| Instructions |
[A] From the report on the OpenPandemics - COVID-19 stress test, reproduce the passage from "In late April" up to and including "recent stress test?".
[B] Continue the report on the OpenPandemics - COVID-19 stress test from where it stops.

| Source text |
┄┄┄┄┄┄┄┄┄┄
Approximately 300 million small molecules run for OpenPandemics - COVID-19 as part of system test


The recent stress test run on World Community Grid allowed the researchers to quickly run simulations for 300 million small molecules.



Background

OpenPandemics - COVID-19 was created to help accelerate the search for potential COVID-19 treatments. The project also aims to build a fast-response, open-source toolkit that can help all scientists quickly search for treatments in the event of future pandemics. 

In late 2020, we announced the selection of 70 compounds (from an original group of approximately 20,000) that could be promising to be investigated as potential inhibitors of the virus that causes COVID-19. Lab testing is currently underway for some of these compounds (see the end of this report for details).

In late April and early May, we provided World Community Grid with approximately 30,000 batches of GPU work units. This was part of a stress test of the World Community Grid infrastructure and analysis work flow, and quickly generated an extremely large amount of data for us. 

What did we learn from the recent stress test?

The stress test was a great exercise to uncover bottlenecks in our workflow. Because of the almost unbelievable magnitude of results returned—the equivalent of about 3/4 of the number of CPU results for one year in one week—it became apparent to us that the major bottleneck was what we internally call "rehydration/analysis." This is the step where we convert the so-called "genome" describing the location, rotation, and torsion state of a given docking result into xyz atom coordinates and perform the analysis.
┄┄┄┄┄┄┄┄┄┄
| Data for analysis |
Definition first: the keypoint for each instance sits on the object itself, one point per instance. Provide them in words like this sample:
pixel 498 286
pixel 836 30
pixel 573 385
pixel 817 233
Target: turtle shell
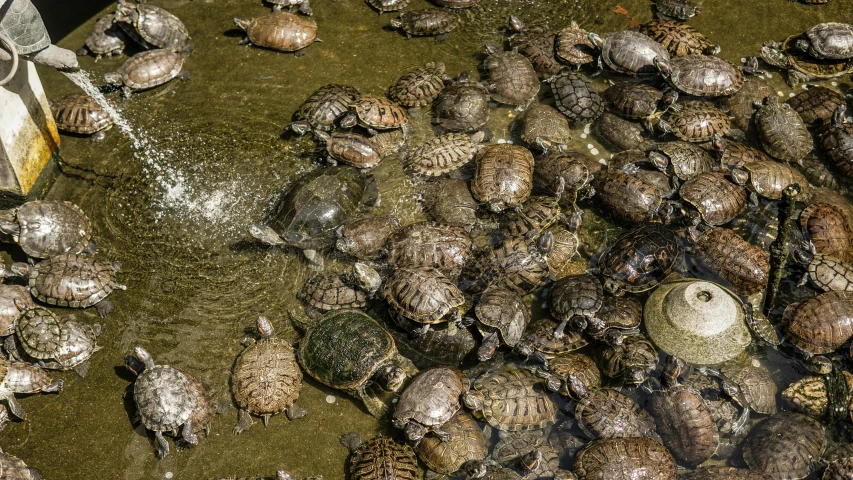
pixel 39 332
pixel 72 280
pixel 266 378
pixel 344 349
pixel 424 295
pixel 80 113
pixel 514 400
pixel 52 227
pixel 317 204
pixel 162 398
pixel 150 68
pixel 641 259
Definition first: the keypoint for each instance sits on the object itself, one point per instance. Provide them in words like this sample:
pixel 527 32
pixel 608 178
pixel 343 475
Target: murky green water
pixel 178 221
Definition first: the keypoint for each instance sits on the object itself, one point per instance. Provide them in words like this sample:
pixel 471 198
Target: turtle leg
pixel 104 307
pixel 295 412
pixel 162 445
pixel 244 422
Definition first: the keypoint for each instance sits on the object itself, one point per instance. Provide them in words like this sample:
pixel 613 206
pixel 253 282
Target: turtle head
pixel 242 23
pixel 264 327
pixel 368 279
pixel 143 356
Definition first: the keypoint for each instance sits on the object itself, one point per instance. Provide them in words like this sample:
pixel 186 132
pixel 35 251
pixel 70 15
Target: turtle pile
pixel 498 339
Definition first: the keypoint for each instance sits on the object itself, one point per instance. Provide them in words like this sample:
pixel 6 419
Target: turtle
pixel 427 22
pixel 621 458
pixel 366 238
pixel 71 280
pixel 537 44
pixel 162 400
pixel 679 39
pixel 511 399
pixel 307 216
pixel 47 228
pixel 148 69
pixel 428 402
pixel 324 107
pixel 827 41
pixel 280 31
pixel 462 106
pixel 380 458
pixel 700 75
pixel 512 79
pixel 575 97
pixel 419 87
pixel 802 68
pixel 630 53
pixel 783 134
pixel 503 177
pixel 346 350
pixel 640 259
pixel 464 450
pixel 153 27
pixel 106 39
pixel 573 45
pixel 785 446
pixel 502 316
pixel 266 379
pixel 14 468
pixel 79 113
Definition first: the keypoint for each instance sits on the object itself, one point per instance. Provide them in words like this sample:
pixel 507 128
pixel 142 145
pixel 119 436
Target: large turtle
pixel 71 280
pixel 46 228
pixel 314 207
pixel 347 349
pixel 162 397
pixel 266 379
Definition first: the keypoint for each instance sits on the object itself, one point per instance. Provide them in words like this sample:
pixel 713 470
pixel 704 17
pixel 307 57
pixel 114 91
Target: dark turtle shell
pixel 641 259
pixel 344 349
pixel 317 204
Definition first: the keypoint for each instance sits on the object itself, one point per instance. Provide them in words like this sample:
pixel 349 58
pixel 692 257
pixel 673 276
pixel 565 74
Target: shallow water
pixel 176 212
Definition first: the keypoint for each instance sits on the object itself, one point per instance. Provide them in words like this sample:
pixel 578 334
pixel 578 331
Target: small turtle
pixel 427 22
pixel 46 228
pixel 366 238
pixel 573 45
pixel 700 75
pixel 785 446
pixel 629 52
pixel 783 134
pixel 640 260
pixel 266 379
pixel 314 207
pixel 429 401
pixel 443 154
pixel 71 280
pixel 512 79
pixel 679 39
pixel 324 107
pixel 153 27
pixel 502 316
pixel 827 41
pixel 80 113
pixel 676 9
pixel 346 349
pixel 375 113
pixel 146 70
pixel 281 31
pixel 380 458
pixel 420 87
pixel 163 401
pixel 511 399
pixel 106 39
pixel 462 106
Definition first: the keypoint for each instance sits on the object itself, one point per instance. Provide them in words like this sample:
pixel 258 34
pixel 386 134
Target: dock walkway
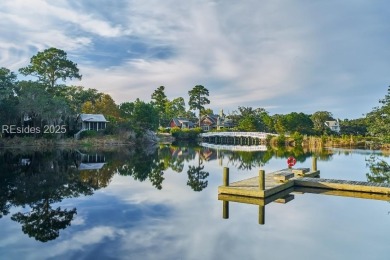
┄┄┄┄┄┄┄┄┄┄
| Answers to the exercise |
[A]
In late April and early May, we provided World Community Grid with approximately 30,000 batches of GPU work units. This was part of a stress test of the World Community Grid infrastructure and analysis work flow, and quickly generated an extremely large amount of data for us. 

What did we learn from the recent stress test?

[B]
The stress test motivated us to develop considerable optimizations in our code for the GPU version. These optimizations sped up rehydration/analysis by more than ten-fold, which led to an overall speedup of 5x of our workflow. These optimizations are lined up to be incorporated in our mainstream code source in the AutoDock-GPU GitHub page and will be available to the whole community, benefiting all the researchers that use our code for their simulations.

Targets currently running on World Community Grid

Currently, all computation is focusing on the spike protein of the SARS-CoV2 virus. The first work units targeting the spike were the "stress test," which docked about 300 million small molecules against one of many possible binding sites. Subsequently, we targeted multiple possible binding pockets with both reactive and non-reactive molecules. 

The reactive molecules contain a chemical group capable of reacting selectively with either tyrosine or lysine amino acids (which are common building blocks of proteins) using a particular kind of sulfur chemistry (sulfonyl fluoride exchange, SuFEx). If any of these molecules really does bind to the spike protein, it could interfere with viral entry into human cells and, in turn, slow down the replication of the virus. 

Ongoing compound testing

In our analysis, we filtered raw docking results to identify the most promising compounds to be synthesized and tested in biological assays. During this process, the number of results was reduced from hundreds of millions of molecules to a few dozen that showed the most interesting interaction patterns with the viral enzymes.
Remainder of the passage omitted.